WHAT THE TASK ASKS: Your task is to return the span of lines beginning at the one with "shirt, then give the position of each instance." and ending at the last line of the data, exactly as it stands.

[Part of a data file]
==================================================

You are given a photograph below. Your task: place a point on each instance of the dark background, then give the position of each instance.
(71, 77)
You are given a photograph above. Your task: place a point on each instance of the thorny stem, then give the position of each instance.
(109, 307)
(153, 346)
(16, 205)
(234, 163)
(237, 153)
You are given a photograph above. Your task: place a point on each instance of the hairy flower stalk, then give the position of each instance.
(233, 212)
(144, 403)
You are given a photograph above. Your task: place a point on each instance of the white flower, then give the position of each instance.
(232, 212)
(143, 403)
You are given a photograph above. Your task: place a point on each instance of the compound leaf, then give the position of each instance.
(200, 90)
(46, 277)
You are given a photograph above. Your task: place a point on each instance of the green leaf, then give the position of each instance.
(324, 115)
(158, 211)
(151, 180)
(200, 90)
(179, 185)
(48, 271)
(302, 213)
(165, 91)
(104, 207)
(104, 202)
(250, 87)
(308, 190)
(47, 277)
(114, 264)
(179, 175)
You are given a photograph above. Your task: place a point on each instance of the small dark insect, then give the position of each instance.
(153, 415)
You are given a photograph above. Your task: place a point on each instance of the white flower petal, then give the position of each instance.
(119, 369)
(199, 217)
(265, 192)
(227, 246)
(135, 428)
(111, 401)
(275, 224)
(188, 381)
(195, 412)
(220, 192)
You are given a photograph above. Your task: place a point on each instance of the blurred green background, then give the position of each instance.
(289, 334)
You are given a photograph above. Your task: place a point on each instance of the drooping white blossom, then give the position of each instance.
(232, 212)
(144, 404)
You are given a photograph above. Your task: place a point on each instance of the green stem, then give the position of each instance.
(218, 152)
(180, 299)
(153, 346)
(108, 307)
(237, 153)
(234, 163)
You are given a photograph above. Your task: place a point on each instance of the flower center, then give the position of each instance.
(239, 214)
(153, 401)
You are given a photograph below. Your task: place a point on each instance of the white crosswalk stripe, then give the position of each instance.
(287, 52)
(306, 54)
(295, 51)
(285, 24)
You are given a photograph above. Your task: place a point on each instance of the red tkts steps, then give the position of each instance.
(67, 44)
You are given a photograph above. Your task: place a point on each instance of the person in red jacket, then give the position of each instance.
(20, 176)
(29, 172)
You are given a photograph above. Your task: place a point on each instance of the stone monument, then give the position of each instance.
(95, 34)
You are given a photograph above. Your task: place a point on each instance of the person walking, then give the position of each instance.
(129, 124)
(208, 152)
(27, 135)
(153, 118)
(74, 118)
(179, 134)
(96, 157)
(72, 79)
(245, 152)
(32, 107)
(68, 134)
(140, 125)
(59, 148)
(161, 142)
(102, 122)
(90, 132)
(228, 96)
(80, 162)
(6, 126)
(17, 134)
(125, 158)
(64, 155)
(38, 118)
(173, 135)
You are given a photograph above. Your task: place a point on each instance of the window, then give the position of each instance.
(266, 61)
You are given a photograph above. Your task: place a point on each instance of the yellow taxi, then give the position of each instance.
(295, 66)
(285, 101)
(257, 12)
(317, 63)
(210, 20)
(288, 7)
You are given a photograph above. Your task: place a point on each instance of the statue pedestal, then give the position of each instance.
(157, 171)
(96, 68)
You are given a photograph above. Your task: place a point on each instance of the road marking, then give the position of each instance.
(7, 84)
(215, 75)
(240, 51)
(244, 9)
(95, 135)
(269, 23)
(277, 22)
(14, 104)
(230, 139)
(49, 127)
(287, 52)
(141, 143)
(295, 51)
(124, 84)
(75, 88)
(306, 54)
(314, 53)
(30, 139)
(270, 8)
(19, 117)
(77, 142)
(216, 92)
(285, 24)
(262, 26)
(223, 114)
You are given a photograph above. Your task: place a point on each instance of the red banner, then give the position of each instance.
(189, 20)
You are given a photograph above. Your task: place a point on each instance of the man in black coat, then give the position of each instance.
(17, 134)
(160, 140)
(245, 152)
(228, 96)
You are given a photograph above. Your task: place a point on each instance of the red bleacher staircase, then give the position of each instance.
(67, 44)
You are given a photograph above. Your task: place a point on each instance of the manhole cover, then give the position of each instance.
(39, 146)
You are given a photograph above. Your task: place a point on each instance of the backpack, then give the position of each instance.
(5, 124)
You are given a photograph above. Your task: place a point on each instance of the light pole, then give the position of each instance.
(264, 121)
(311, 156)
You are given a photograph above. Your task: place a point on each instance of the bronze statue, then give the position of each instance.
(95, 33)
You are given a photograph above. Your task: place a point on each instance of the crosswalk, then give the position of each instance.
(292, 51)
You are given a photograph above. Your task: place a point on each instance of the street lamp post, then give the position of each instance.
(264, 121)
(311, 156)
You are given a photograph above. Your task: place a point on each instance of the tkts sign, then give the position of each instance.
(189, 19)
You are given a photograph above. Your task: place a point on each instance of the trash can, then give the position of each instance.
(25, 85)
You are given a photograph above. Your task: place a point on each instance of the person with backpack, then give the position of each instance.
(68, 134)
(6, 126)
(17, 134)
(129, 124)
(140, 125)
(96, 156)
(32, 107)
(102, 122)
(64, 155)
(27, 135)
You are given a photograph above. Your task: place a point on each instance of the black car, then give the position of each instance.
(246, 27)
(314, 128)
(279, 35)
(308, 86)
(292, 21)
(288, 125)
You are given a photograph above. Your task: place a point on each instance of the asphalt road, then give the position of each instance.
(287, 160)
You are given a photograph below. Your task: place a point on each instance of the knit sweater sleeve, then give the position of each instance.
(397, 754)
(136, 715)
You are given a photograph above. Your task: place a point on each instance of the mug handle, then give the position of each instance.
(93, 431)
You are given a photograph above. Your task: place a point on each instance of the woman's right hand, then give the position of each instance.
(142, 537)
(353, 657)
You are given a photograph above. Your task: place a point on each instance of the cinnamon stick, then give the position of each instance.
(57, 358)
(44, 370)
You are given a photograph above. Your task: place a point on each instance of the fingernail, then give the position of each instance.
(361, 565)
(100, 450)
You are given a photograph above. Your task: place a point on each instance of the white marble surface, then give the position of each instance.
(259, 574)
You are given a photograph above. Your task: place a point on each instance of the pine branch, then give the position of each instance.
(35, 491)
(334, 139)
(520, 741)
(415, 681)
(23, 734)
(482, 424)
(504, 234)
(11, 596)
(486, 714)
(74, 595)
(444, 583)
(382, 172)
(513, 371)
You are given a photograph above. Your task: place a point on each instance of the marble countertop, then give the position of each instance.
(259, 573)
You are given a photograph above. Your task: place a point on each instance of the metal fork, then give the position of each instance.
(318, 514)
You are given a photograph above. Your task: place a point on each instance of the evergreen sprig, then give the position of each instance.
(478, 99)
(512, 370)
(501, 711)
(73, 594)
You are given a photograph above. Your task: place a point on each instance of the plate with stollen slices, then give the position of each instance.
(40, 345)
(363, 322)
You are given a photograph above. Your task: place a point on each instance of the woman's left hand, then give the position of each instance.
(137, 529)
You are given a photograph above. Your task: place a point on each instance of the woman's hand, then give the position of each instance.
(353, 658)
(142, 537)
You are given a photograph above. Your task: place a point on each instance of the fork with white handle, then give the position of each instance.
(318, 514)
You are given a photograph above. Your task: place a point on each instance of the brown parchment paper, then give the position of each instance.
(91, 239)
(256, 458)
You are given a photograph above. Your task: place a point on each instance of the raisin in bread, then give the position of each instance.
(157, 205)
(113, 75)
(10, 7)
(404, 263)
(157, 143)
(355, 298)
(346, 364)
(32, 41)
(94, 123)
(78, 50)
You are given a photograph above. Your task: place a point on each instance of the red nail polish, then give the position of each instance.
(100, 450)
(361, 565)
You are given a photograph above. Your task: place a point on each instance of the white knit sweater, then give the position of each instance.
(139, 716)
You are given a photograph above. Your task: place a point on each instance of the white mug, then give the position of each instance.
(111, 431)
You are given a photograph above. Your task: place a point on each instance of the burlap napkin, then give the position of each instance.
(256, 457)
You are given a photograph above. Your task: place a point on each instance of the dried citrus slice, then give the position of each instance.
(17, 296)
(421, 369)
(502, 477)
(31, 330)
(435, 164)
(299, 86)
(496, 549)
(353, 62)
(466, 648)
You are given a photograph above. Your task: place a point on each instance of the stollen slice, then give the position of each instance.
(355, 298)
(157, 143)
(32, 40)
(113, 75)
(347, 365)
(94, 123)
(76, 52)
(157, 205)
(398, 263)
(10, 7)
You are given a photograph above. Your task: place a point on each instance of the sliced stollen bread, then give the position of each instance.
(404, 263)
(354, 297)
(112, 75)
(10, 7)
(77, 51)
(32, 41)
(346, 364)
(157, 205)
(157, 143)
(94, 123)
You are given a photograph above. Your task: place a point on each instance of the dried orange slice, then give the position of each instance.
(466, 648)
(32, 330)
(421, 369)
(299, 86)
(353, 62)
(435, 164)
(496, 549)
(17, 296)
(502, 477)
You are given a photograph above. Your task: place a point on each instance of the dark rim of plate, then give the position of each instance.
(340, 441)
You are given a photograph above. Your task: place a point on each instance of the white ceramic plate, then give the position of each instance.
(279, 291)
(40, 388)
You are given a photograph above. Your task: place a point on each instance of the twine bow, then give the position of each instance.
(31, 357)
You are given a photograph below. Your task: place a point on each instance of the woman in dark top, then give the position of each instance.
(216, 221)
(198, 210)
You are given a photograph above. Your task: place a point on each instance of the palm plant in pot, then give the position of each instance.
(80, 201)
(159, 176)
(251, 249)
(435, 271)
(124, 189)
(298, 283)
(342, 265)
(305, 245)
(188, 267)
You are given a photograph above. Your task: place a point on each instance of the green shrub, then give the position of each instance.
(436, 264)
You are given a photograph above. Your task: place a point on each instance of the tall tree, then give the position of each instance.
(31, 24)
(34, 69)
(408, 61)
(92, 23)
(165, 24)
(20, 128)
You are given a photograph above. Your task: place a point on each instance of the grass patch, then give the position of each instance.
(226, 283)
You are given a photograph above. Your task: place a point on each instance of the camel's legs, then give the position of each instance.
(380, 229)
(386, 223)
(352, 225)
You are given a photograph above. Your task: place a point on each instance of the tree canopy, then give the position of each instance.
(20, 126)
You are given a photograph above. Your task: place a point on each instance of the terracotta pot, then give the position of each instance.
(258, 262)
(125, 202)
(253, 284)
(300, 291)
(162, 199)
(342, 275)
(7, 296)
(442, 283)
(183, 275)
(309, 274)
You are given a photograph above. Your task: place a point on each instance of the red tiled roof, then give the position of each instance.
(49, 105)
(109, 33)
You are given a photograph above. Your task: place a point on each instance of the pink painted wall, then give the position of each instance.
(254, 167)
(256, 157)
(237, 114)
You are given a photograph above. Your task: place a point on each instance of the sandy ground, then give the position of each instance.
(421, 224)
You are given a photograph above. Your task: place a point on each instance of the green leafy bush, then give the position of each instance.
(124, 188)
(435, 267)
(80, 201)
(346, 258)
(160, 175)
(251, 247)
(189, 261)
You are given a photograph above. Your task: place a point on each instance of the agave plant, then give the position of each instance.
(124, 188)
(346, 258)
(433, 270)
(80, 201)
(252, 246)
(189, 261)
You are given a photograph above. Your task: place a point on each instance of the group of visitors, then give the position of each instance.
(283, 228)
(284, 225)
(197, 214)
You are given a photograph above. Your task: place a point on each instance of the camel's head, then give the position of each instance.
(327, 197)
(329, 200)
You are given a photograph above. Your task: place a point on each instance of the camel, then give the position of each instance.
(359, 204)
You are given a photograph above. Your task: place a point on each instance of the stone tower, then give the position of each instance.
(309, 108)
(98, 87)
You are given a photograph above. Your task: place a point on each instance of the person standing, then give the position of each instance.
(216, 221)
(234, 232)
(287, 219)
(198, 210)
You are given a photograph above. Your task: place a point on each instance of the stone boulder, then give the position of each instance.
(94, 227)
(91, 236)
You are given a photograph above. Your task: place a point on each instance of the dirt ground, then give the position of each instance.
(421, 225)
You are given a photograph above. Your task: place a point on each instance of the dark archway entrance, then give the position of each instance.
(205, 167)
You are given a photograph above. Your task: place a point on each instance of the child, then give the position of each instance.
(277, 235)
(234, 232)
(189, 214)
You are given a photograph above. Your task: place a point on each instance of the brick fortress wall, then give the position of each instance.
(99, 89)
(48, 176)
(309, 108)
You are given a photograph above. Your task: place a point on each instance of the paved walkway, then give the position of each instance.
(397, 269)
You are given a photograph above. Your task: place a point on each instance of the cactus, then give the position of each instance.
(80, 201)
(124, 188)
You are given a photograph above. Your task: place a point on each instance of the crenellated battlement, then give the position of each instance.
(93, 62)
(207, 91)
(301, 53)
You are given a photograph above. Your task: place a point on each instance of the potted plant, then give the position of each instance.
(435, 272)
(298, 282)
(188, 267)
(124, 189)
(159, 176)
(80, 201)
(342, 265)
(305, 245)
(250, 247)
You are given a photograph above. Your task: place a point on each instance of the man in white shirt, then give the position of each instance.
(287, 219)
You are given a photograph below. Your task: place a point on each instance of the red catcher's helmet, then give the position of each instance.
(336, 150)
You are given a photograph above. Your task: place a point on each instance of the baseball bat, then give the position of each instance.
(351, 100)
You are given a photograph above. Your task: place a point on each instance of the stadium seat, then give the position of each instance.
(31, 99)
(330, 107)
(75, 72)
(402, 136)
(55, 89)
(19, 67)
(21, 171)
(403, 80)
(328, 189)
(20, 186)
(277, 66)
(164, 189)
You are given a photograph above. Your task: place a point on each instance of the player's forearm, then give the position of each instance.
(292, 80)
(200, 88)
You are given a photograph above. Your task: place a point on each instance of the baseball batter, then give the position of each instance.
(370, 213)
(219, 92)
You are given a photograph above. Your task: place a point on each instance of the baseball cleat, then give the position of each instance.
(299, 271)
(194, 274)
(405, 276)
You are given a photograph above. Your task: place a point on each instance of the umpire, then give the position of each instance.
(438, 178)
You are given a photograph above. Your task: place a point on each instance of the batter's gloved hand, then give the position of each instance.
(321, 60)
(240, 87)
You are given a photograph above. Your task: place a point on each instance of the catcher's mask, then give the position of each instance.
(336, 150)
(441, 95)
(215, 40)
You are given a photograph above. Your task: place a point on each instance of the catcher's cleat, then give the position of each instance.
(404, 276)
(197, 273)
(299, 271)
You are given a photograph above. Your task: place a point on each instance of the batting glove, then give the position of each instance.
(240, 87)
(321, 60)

==================================================

FULL SOLUTION:
You are given a photograph above. Your task: place a point on each instance of the man in white shirt, then give the position of each instance.
(287, 219)
You are given a photograph below. Your task: place a point on each instance of the red catcher's helmet, then give the position of each instance.
(336, 150)
You are given a photograph above. Your task: place a point on each instance of the baseball bat, then give the position of each instance.
(351, 100)
You are given a photograph above. Your task: place a point on each instance of the stadium seat, then give the position of each instance.
(31, 99)
(330, 107)
(75, 72)
(402, 136)
(55, 89)
(19, 67)
(21, 171)
(403, 80)
(328, 189)
(20, 186)
(277, 66)
(164, 189)
You are given a photograph above. Your task: place a point on each instance of the player's forearm, then give the position of each instance.
(292, 80)
(200, 88)
You are given a photograph above. Your task: place a point on each instance of the baseball batter, then give the position of each instance.
(370, 213)
(219, 92)
You are given a photograph above. Your task: place a point on each instance of the baseball cleat, then give the position of each instance.
(299, 271)
(194, 274)
(405, 276)
You are given a photograph above. Your task: place a point on each instance of the umpire, then give the position of each instance.
(438, 178)
You are given a photograph above. Your task: place a point on each instance of the batter's gloved hand, then give the position of each instance.
(321, 60)
(240, 87)
You are given a photograph above. Your task: place a point on each instance of the catcher's mask, then give the position of each instance.
(336, 150)
(441, 95)
(215, 40)
You are given a photograph above. Your task: place a point on each instance of the catcher's cleat, then give the position of each instance.
(404, 276)
(197, 273)
(299, 271)
You are given a photograph above. Your task: place a point on each instance of the batting glove, then give the position of each instance.
(240, 87)
(321, 60)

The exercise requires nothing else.